◆ **Text section**
-.-.-

Bayesian Regression With Latent Gaussian Sampler#

In this example, we want to illustrate how to use the marginal sampler implementation mgrad_gaussian of the article Auxiliary gradient-based sampling algorithms [TP18]. We do so by using the simulated data from the example Gaussian Regression with the Elliptical Slice Sampler. Please also refer to the complementary example Bayesian Logistic Regression With Latent Gaussian Sampler.

Sampler Overview#

In section we give a brief overview of the idea behind this particular sampler. For more details please refer to the original paper Auxiliary gradient-based sampling algorithms (here you can access the arXiv preprint).

Motivation: Auxiliary Metropolis-Hastings samplers#

Let us recall how to sample from a target density \(\pi(\mathbf{x})\) using a Metropolis-Hasting sampler trough a marginal scheme process. The main idea is to have a mechanism that generate proposals \(y\) which we then accept or reject according to a specific criterion. Concretely, suppose that we have an auxiliary scheme given by

  1. Sample \(\mathbf{u}|\mathbf{x} \sim \pi(\mathbf{u}|\mathbf{x}) = q(\mathbf{u}|\mathbf{x})\).

-.-.-

◆ **Information given**
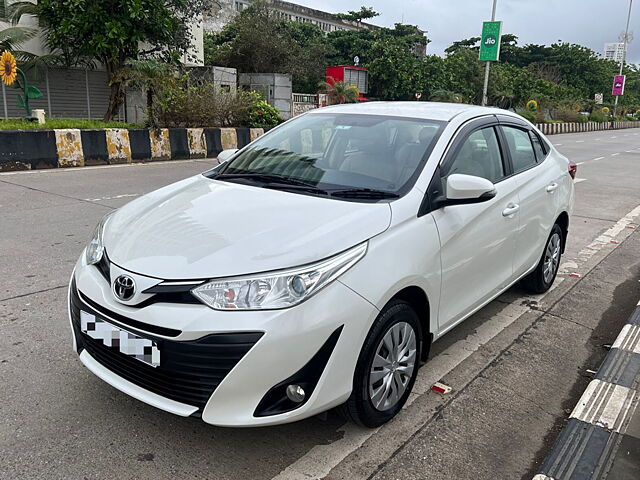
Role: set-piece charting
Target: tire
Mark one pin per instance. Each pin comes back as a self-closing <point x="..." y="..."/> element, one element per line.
<point x="371" y="405"/>
<point x="541" y="279"/>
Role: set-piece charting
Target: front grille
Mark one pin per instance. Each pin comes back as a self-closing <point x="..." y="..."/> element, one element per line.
<point x="189" y="371"/>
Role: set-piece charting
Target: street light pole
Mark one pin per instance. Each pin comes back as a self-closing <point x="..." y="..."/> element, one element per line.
<point x="487" y="67"/>
<point x="624" y="54"/>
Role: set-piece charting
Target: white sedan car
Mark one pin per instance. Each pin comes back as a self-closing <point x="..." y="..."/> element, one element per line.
<point x="315" y="267"/>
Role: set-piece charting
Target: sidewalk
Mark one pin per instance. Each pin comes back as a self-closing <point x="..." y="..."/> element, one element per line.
<point x="601" y="440"/>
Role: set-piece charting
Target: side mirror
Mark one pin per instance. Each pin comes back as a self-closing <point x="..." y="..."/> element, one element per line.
<point x="225" y="155"/>
<point x="463" y="189"/>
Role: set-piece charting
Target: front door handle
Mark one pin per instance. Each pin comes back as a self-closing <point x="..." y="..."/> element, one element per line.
<point x="510" y="210"/>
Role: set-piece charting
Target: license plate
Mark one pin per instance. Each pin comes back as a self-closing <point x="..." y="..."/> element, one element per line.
<point x="121" y="340"/>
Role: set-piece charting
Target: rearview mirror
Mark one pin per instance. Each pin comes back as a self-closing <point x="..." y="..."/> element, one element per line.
<point x="225" y="155"/>
<point x="462" y="189"/>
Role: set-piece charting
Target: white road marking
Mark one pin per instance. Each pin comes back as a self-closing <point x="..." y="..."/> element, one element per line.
<point x="628" y="339"/>
<point x="321" y="459"/>
<point x="100" y="167"/>
<point x="599" y="243"/>
<point x="605" y="405"/>
<point x="124" y="195"/>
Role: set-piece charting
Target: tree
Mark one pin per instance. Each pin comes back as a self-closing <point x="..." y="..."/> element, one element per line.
<point x="110" y="32"/>
<point x="149" y="75"/>
<point x="357" y="16"/>
<point x="339" y="92"/>
<point x="395" y="70"/>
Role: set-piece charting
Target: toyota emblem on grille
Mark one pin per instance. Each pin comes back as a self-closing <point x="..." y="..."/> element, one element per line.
<point x="124" y="287"/>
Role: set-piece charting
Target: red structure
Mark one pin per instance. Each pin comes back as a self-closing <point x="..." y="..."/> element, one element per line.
<point x="350" y="75"/>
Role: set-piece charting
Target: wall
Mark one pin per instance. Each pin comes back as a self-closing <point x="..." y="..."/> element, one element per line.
<point x="136" y="103"/>
<point x="36" y="149"/>
<point x="67" y="93"/>
<point x="276" y="87"/>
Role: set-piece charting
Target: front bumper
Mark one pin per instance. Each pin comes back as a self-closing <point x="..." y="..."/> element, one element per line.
<point x="220" y="365"/>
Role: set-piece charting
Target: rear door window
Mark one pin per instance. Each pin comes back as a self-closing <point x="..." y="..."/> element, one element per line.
<point x="520" y="147"/>
<point x="539" y="148"/>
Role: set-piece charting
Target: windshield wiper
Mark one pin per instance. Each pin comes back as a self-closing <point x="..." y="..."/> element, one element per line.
<point x="266" y="178"/>
<point x="275" y="182"/>
<point x="368" y="193"/>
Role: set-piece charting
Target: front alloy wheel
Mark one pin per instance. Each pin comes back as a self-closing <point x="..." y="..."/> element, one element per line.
<point x="392" y="366"/>
<point x="541" y="279"/>
<point x="387" y="366"/>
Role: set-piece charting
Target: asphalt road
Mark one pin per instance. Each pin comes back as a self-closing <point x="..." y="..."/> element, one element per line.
<point x="516" y="366"/>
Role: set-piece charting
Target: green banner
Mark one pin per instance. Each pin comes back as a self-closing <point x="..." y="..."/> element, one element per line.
<point x="490" y="41"/>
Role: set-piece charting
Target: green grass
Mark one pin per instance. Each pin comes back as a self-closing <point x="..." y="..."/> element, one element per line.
<point x="18" y="124"/>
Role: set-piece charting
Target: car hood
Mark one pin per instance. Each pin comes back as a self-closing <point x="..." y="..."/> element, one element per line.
<point x="201" y="228"/>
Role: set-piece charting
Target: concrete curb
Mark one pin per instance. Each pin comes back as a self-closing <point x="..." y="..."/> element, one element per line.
<point x="36" y="149"/>
<point x="555" y="128"/>
<point x="586" y="445"/>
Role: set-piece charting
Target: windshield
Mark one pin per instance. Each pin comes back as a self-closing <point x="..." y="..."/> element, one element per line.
<point x="342" y="155"/>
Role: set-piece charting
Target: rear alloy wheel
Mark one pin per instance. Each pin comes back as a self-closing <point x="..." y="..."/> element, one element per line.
<point x="541" y="279"/>
<point x="387" y="366"/>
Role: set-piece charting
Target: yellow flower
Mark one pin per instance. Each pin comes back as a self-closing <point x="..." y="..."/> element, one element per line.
<point x="8" y="68"/>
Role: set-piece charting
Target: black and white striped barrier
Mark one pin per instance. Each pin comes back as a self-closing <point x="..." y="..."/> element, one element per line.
<point x="556" y="128"/>
<point x="586" y="446"/>
<point x="34" y="149"/>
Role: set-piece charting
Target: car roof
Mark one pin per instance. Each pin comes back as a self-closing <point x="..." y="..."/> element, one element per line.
<point x="426" y="110"/>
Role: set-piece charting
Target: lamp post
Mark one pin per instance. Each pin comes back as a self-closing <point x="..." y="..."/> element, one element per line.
<point x="624" y="54"/>
<point x="487" y="67"/>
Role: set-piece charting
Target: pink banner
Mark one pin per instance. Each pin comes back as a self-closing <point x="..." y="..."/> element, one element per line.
<point x="618" y="85"/>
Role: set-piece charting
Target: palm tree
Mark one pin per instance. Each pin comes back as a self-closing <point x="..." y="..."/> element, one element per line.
<point x="36" y="63"/>
<point x="447" y="96"/>
<point x="339" y="92"/>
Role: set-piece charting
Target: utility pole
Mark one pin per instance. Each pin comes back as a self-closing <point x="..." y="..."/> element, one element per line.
<point x="488" y="64"/>
<point x="624" y="54"/>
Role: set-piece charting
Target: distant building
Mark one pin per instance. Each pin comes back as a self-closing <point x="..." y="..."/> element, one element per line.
<point x="614" y="51"/>
<point x="221" y="12"/>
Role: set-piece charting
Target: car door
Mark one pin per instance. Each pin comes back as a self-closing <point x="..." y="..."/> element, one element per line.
<point x="537" y="182"/>
<point x="477" y="241"/>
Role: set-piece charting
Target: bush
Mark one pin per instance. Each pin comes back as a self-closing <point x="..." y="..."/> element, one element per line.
<point x="528" y="114"/>
<point x="263" y="115"/>
<point x="596" y="116"/>
<point x="566" y="115"/>
<point x="181" y="104"/>
<point x="51" y="123"/>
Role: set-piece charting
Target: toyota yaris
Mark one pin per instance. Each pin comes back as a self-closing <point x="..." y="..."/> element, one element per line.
<point x="314" y="267"/>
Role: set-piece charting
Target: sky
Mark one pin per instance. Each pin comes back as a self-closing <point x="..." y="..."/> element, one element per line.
<point x="587" y="22"/>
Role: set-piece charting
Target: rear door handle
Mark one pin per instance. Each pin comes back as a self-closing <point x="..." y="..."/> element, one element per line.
<point x="510" y="210"/>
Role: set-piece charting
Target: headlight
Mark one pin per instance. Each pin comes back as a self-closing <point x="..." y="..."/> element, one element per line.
<point x="281" y="289"/>
<point x="95" y="249"/>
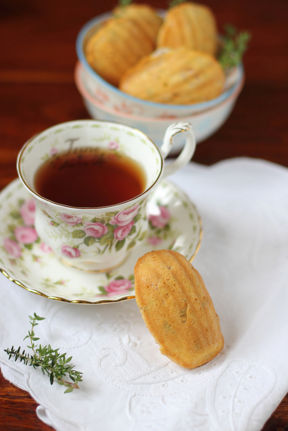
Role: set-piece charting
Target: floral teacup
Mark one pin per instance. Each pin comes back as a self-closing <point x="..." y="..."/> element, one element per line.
<point x="97" y="239"/>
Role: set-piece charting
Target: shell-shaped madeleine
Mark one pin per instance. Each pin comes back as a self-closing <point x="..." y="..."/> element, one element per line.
<point x="177" y="308"/>
<point x="116" y="46"/>
<point x="189" y="24"/>
<point x="145" y="17"/>
<point x="176" y="76"/>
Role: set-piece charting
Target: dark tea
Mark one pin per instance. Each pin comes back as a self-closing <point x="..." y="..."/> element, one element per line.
<point x="90" y="177"/>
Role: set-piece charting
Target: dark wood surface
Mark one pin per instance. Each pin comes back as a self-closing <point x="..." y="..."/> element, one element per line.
<point x="37" y="90"/>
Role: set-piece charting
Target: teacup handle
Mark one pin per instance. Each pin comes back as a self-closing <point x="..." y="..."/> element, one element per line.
<point x="187" y="151"/>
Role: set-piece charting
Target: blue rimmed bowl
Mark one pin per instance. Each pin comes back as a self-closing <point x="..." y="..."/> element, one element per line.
<point x="112" y="99"/>
<point x="205" y="123"/>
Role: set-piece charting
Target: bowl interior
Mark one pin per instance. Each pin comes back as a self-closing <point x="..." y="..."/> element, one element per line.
<point x="90" y="28"/>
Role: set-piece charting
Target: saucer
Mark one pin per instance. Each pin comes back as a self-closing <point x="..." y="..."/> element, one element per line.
<point x="174" y="224"/>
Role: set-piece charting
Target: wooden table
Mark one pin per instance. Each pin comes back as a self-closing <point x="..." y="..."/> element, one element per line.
<point x="37" y="91"/>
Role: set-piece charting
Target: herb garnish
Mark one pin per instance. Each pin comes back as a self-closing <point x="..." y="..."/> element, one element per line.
<point x="55" y="365"/>
<point x="234" y="44"/>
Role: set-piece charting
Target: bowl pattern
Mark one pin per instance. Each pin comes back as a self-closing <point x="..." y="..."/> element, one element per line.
<point x="205" y="123"/>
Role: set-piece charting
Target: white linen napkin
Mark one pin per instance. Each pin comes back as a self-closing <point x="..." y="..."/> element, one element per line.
<point x="128" y="384"/>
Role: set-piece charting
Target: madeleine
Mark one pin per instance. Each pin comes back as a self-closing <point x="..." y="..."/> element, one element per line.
<point x="176" y="76"/>
<point x="177" y="308"/>
<point x="191" y="25"/>
<point x="120" y="42"/>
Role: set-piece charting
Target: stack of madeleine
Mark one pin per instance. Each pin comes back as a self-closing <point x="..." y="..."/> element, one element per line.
<point x="170" y="60"/>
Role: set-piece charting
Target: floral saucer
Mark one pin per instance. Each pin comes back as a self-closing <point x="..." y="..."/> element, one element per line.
<point x="174" y="224"/>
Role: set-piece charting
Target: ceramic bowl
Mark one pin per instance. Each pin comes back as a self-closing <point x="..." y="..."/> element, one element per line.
<point x="205" y="123"/>
<point x="111" y="98"/>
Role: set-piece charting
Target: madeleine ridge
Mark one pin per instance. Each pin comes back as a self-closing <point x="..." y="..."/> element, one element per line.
<point x="189" y="24"/>
<point x="122" y="41"/>
<point x="176" y="76"/>
<point x="177" y="308"/>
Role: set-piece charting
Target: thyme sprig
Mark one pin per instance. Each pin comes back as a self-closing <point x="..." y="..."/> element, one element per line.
<point x="57" y="366"/>
<point x="233" y="46"/>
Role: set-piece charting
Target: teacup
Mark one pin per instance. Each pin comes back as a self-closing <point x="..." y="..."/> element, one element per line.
<point x="98" y="239"/>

-.-.-

◆ **Prompt 1**
Reproduce the Bayesian regression page word for word, starting with "In this example, we" and going on through "the arXiv preprint).".
◆ **Prompt 2**
List all the section headings in the Bayesian regression page, in the order they appear.

◆ **Response 1**
In this example, we want to illustrate how to use the marginal sampler implementation mgrad_gaussian of the article Auxiliary gradient-based sampling algorithms [TP18]. We do so by using the simulated data from the example Gaussian Regression with the Elliptical Slice Sampler. Please also refer to the complementary example Bayesian Logistic Regression With Latent Gaussian Sampler.

Sampler Overview#

In section we give a brief overview of the idea behind this particular sampler. For more details please refer to the original paper Auxiliary gradient-based sampling algorithms (here you can access the arXiv preprint).

◆ **Response 2**
Bayesian Regression With Latent Gaussian Sampler
Sampler Overview
Motivation: Auxiliary Metropolis-Hastings samplers